Object pointing dataset rows

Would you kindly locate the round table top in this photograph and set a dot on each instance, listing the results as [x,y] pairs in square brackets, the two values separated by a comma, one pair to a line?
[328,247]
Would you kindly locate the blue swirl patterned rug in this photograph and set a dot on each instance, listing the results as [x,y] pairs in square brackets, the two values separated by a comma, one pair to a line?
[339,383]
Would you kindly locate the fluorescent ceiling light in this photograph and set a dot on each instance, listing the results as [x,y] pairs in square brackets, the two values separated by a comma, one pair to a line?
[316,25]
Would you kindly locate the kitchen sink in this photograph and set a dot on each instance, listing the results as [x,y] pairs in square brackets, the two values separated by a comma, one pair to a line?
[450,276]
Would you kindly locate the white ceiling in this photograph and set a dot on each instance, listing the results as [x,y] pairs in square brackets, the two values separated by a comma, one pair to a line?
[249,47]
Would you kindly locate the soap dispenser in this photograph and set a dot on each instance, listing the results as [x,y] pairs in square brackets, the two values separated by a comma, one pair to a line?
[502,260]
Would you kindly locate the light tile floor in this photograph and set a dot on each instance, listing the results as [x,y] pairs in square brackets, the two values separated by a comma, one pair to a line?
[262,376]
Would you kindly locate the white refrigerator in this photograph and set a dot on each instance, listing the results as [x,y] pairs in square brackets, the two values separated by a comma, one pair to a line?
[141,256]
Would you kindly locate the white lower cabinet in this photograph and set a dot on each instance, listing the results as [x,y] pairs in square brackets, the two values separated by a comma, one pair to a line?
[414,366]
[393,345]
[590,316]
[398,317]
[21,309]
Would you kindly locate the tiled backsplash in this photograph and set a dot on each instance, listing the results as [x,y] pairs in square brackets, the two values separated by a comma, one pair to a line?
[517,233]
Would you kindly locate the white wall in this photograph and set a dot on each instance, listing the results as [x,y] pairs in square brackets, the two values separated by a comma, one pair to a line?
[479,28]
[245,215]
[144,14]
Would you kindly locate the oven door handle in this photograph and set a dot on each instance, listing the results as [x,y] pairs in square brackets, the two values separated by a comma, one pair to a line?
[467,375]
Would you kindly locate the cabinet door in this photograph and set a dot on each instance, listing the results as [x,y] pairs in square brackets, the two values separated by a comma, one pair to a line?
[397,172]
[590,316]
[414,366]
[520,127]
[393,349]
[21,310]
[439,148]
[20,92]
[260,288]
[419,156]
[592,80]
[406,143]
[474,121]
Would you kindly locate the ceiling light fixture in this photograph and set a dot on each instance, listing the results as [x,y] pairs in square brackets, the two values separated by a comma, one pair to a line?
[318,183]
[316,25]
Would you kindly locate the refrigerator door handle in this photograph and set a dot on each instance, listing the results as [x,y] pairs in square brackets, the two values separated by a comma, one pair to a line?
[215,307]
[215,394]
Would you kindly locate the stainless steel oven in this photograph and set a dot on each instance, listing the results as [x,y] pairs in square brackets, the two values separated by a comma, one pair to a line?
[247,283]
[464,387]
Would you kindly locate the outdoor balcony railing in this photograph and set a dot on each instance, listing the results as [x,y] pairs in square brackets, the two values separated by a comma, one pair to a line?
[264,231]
--
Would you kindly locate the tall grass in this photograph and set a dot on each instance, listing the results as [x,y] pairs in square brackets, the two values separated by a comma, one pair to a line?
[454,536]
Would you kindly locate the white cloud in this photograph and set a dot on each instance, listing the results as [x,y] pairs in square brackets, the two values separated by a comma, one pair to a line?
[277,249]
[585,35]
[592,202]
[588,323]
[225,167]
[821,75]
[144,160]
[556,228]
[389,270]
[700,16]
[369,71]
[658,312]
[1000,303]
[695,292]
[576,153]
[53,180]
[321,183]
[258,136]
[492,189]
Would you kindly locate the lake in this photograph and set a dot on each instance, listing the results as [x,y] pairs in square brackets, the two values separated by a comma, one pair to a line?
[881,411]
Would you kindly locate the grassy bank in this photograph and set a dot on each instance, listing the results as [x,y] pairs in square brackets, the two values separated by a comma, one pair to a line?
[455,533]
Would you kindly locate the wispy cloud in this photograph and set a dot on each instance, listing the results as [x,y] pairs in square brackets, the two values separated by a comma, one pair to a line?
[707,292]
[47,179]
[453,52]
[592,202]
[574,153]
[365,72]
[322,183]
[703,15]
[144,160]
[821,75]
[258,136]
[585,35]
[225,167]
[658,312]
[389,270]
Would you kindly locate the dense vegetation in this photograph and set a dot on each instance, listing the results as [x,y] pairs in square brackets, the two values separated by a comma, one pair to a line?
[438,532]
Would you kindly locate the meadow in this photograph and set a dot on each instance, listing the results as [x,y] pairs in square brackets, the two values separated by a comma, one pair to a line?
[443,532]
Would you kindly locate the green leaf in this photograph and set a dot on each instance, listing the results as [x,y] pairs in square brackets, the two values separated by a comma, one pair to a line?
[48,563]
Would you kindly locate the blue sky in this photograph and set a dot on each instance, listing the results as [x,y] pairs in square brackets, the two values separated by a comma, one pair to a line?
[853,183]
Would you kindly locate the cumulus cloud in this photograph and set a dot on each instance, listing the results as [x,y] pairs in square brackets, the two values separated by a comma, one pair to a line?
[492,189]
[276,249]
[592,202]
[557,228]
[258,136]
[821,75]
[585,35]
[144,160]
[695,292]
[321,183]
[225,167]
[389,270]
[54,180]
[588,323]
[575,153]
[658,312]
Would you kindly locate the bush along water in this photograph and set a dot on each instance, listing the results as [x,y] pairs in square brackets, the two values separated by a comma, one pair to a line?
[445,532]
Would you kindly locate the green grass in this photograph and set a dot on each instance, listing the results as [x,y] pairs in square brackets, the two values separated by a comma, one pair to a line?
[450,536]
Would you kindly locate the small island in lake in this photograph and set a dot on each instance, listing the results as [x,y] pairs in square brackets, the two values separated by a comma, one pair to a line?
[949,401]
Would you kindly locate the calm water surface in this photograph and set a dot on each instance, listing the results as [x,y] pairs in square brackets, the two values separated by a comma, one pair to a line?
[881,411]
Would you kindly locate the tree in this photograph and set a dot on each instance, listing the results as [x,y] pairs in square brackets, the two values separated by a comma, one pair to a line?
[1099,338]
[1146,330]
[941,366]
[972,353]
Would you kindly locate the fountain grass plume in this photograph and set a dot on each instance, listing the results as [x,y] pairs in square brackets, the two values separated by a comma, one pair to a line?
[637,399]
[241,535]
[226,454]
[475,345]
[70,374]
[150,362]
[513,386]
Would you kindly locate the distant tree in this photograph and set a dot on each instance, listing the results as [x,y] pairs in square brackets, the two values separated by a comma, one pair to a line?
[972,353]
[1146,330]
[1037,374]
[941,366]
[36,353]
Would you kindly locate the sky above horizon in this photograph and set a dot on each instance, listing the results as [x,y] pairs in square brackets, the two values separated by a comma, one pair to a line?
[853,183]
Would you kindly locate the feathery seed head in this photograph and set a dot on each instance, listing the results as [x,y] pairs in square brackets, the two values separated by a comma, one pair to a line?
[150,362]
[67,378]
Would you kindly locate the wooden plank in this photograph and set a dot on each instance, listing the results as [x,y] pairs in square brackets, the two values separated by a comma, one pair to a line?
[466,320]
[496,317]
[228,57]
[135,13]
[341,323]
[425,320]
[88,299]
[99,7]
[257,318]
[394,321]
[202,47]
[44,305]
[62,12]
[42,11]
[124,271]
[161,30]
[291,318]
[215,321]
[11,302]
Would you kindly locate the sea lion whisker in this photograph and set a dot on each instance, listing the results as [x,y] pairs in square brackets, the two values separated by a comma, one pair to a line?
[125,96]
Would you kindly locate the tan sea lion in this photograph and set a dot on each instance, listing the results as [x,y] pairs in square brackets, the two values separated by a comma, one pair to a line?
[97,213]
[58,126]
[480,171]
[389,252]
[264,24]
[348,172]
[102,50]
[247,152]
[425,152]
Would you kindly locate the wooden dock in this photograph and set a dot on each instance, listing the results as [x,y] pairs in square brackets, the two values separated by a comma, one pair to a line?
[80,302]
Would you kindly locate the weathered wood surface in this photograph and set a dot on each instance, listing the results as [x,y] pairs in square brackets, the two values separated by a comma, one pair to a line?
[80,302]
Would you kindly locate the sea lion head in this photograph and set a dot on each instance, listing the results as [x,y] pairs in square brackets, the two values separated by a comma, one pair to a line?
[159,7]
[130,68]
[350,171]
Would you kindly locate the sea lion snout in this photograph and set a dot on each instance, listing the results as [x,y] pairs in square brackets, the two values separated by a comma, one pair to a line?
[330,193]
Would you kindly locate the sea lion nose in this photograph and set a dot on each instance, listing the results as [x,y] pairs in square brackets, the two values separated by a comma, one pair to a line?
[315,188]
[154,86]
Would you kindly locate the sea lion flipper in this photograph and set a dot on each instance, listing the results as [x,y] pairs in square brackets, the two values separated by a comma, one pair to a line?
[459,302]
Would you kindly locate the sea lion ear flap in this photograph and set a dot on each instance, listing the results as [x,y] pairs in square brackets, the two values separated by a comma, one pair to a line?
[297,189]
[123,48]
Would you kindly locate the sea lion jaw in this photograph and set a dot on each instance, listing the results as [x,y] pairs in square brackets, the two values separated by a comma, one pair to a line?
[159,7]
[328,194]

# Stated goal
Identify every line in the material above that contains the string "lake", and copy each such line in full.

# Output below
Would you kindly locate the lake in this photograph and set a dot on each instance, listing the results as [x,y] pairs in square brackets, the two values separated by a comma, one pair to a line?
Would you kindly locate the small island in lake in this photograph and set a dot on each instance, listing the results as [x,y] pairs in square brackets, the two values separated by a comma, one pair to a line?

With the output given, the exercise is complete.